_Exercise objective_
Write out the records below once more, exactly as they stand.
Given records START
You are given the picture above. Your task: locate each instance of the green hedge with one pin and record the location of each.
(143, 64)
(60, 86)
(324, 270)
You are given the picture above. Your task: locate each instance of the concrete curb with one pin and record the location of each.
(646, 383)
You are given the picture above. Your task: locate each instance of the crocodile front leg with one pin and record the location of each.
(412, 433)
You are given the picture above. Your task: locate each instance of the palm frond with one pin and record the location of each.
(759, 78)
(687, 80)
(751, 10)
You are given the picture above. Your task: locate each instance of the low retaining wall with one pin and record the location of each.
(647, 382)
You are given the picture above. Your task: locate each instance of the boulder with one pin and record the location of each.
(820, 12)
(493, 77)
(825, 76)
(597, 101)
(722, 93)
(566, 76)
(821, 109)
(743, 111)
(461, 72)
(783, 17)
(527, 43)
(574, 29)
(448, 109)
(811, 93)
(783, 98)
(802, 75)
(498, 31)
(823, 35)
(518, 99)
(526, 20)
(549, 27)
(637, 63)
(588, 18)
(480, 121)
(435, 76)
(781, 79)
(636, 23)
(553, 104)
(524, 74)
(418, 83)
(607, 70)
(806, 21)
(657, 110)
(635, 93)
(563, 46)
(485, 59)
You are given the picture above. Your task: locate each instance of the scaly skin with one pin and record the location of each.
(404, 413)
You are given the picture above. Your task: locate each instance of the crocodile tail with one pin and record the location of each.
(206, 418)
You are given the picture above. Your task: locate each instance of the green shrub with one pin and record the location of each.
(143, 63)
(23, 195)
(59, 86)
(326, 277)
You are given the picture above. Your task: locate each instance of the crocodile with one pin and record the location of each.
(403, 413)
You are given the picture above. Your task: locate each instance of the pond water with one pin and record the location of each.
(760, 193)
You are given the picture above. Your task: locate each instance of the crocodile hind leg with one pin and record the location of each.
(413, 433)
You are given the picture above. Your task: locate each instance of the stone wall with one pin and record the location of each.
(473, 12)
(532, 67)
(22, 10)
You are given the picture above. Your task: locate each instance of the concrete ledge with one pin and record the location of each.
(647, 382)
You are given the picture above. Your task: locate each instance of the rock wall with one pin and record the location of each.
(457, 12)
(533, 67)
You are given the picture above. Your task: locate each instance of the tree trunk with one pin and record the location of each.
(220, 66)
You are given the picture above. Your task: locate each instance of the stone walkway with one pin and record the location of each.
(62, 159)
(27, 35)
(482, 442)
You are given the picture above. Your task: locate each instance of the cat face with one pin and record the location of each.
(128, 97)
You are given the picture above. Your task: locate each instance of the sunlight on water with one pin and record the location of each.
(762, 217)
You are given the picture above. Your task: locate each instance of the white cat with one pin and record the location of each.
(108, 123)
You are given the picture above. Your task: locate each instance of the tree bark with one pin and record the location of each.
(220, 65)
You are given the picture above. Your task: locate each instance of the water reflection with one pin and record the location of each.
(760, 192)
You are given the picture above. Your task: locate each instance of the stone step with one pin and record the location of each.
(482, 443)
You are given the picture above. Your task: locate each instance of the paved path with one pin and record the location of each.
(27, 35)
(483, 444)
Given records END
_Task solution_
You are given the picture above. Your task: locate each instance of the green hedge with one pin and record the location of each.
(143, 64)
(60, 86)
(324, 270)
You are given the picture above. Your task: locate each instance of the concrete curb with one pin and record the location of each.
(646, 383)
You are given the picture above. Your task: locate each instance of the crocodile front leg with one pin and record the location of each.
(412, 433)
You are given the picture above. Your task: locate each instance of the palm frond with one pin and record the location of each.
(759, 78)
(687, 80)
(751, 10)
You are given the picture above. Your task: locate each instance of the low retaining wall with one pin and record the location of each.
(647, 382)
You are given the picture above. Your task: locate each instance of the boulder with one pin and record the location of each.
(820, 12)
(493, 77)
(825, 76)
(597, 101)
(722, 93)
(566, 76)
(821, 109)
(743, 111)
(461, 72)
(783, 17)
(527, 43)
(574, 29)
(448, 109)
(811, 93)
(783, 98)
(802, 75)
(498, 31)
(823, 35)
(518, 99)
(526, 20)
(549, 27)
(637, 63)
(588, 18)
(480, 121)
(435, 76)
(781, 79)
(636, 23)
(553, 104)
(524, 74)
(418, 83)
(607, 70)
(806, 21)
(657, 110)
(635, 93)
(563, 46)
(485, 59)
You are given the picture above. Your task: locate each instance of the scaly skin with one pin and record the location of each.
(404, 413)
You are given the picture above. Your task: locate each instance of the crocodile tail with one pin and record the location of each.
(206, 418)
You are given the picture above. Your task: locate each instance of the green shrub with one pin and record the location of each.
(143, 63)
(23, 195)
(59, 86)
(326, 277)
You are given the picture above. Your task: locate each instance of the crocodile with one pin and record the location of each.
(403, 413)
You are given the picture above. Your task: locate each instance of the pond water with one pin and record the location of each.
(760, 193)
You are given the picture above. Your task: locate each instance of the crocodile hind leg with one pin and record the location of each.
(413, 433)
You are given the picture above. Your task: locate each instance of the stone wall with one pin and record the location of each.
(473, 12)
(532, 67)
(22, 10)
You are given the picture above. Your task: locate each instance of the concrete ledge with one pin and record the location of each.
(647, 382)
You are given the picture above. Your task: locate each instance of the rock wall with one pin and record the location of each.
(457, 12)
(533, 67)
You are given the picture above. Your task: locate each instance of the tree trunk with one pin and record the location of each.
(220, 66)
You are given the picture above. Your task: locate each instance of the stone walkway with one pin and record the location of each.
(62, 159)
(27, 35)
(482, 442)
You are given the picture above. Your task: locate each instance of the cat face with one pin and record the location of each.
(128, 97)
You are given the picture above. Your task: locate each instance of the sunlight on water with one pin and record the location of each.
(762, 217)
You are given the picture above. Your task: locate each instance of the white cat with one pin and record the location of each.
(108, 123)
You are given the picture above. Your task: locate each instance of the tree bark with one pin and record the location of each.
(220, 65)
You are given the picture above. Your task: locate each instance of the water reflection with one pin and record the location of each.
(760, 192)
You are given the picture above. Your task: locate each instance of the stone step with one pin and record the location of each.
(482, 443)
You are given the picture above. Your task: locate each instance of the paved path with one pin and record the location of each.
(27, 35)
(483, 444)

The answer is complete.